Location identification entries
------------
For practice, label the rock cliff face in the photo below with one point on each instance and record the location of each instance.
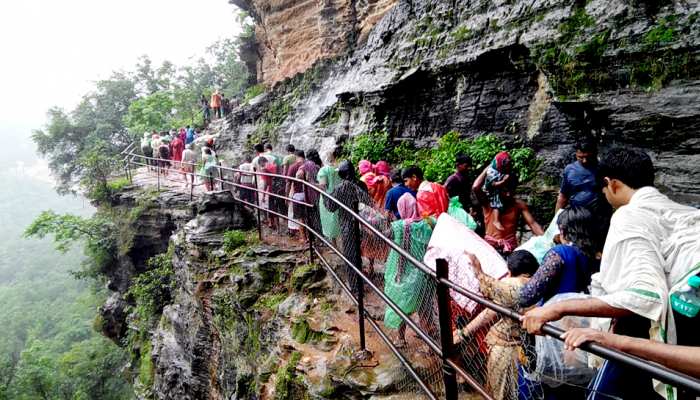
(293, 34)
(246, 322)
(542, 72)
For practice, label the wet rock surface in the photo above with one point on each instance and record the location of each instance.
(256, 321)
(539, 72)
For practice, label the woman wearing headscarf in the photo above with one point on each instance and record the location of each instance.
(567, 267)
(348, 191)
(328, 179)
(177, 146)
(377, 179)
(404, 282)
(309, 172)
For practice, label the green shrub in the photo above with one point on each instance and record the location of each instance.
(285, 385)
(253, 92)
(152, 290)
(438, 163)
(372, 146)
(234, 239)
(118, 184)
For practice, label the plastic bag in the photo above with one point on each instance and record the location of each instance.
(371, 246)
(449, 241)
(556, 365)
(456, 211)
(540, 245)
(432, 199)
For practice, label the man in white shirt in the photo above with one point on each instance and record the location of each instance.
(632, 286)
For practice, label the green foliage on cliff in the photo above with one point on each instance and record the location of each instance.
(82, 145)
(153, 289)
(438, 162)
(233, 240)
(590, 56)
(286, 387)
(96, 233)
(48, 348)
(372, 146)
(253, 92)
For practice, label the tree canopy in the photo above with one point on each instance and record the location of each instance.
(119, 109)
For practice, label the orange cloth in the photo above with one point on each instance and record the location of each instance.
(509, 220)
(215, 100)
(432, 199)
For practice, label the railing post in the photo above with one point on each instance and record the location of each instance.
(191, 183)
(221, 178)
(311, 248)
(257, 203)
(359, 282)
(445, 319)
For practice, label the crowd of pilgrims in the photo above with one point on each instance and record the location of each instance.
(614, 256)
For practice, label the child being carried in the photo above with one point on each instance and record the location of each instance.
(498, 175)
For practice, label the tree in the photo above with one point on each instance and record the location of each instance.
(98, 233)
(149, 80)
(152, 112)
(96, 123)
(231, 74)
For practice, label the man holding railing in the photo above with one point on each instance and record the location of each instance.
(632, 287)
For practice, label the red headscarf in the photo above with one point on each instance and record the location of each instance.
(502, 162)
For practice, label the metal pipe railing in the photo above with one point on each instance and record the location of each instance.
(443, 285)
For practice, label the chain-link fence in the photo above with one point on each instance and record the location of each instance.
(445, 349)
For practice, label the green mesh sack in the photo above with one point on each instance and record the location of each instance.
(456, 211)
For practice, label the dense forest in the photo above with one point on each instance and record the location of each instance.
(49, 348)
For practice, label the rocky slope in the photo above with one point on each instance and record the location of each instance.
(543, 72)
(252, 321)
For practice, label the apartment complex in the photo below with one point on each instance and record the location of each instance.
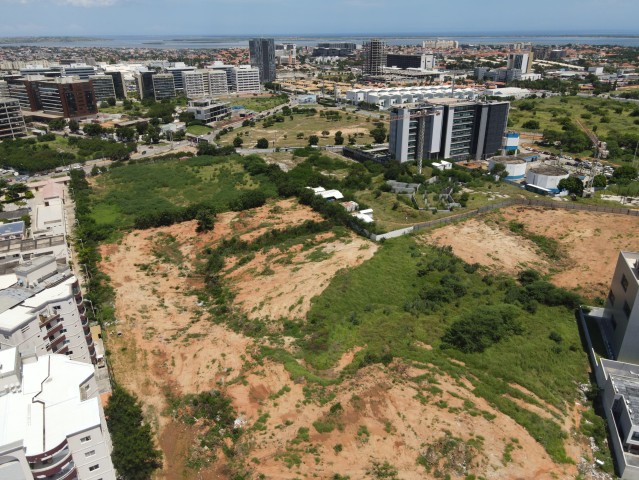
(42, 311)
(103, 87)
(11, 120)
(208, 110)
(262, 55)
(52, 425)
(375, 57)
(66, 97)
(205, 83)
(448, 128)
(164, 85)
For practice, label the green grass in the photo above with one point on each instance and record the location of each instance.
(285, 133)
(198, 129)
(357, 309)
(257, 104)
(127, 192)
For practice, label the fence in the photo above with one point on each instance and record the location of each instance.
(497, 206)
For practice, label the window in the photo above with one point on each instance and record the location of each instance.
(626, 309)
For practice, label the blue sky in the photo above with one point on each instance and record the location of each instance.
(253, 17)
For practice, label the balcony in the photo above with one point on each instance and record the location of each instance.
(51, 465)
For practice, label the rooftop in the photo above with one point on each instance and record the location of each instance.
(48, 405)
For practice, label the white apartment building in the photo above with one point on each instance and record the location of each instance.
(245, 79)
(11, 120)
(42, 311)
(52, 425)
------------
Aim: Repeat, character for character, the lines from the one that holds "For practice, label the window" to the final line of the material, inclusive, and no other lines.

Full answer:
For practice, label the window in the photo above with one point on each instance and record the location of each instance.
(626, 309)
For practice, label the blue sky in the photo above with one point on each instance and record the location of each instance.
(253, 17)
For practice, label the balcony in the photo above with one point on each instance and record the location of each instance.
(51, 465)
For practice, label the rooftop in the photo above with one point on each instance and record the location of each instance.
(48, 405)
For practice, label the white apartment building in the photo above with one point on each instance and record the location of each instance.
(245, 79)
(11, 120)
(42, 311)
(52, 425)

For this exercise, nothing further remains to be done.